* **What this exercise asks**
- a) According to the post below about the flood story, how long does the P version say the flood lasted?
- b) List every difference in terminology between the P and J versions that the post below about the flood story names.

* **Passage given**
-- -- --

Daystar - 11 December 2009 06:42 PM

I have no doubt that you could take any variations of the two alleged portions and mix them up to come up with separate naratives to justify any other hypothesis as well.

(Andrew):  I have no idea what you’re talking about, but you cannot take a chapter from any other book—that I know of—and separate it into two rational, coherent narratives.  If you think that you can, please give an example.
But that’s only the beginning—that’s the nice thing about the Documentary Hypothesis: it’s the agreement of the accumulation of the evidence.
Freidman again—pardon the typos:

The P story (the one in boldface) consistently refers to the deity as God.  The J story always uses the name YahwehP refers to the sex of the animals with the words “male and female”.  J uses the terms “man and his woman” as well as “male and female”.  P says that everything “expired”, J says that everything “died”.
The two versions do not just differ on terminology.  They differ on actual details of the story.  P has one pair of each kind of animal.  J has seven pairs of clean animals and one pair of unclean animals (Clean means fit for sacrifice.  Sheep are clean; lions are unclean).  P pictures the flood as lasting a year (370 days).  J says it was forty days and forty nights.  P has Noah send out a raven.  J says a dove.  P obviously has a concern for ages, dates and measurements in cubits.  J does not.

-- -- --

* **Information supplied**
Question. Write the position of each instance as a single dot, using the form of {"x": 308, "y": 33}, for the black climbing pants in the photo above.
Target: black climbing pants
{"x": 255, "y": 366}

-- -- --

* **Results by task**
- a) A year (370 days).

- b)
- P calls the deity God, while J always uses the name Yahweh.
- P refers to the sex of the animals as "male and female," while J uses "man and his woman" as well as "male and female."
- P says that everything "expired," while J says that everything "died."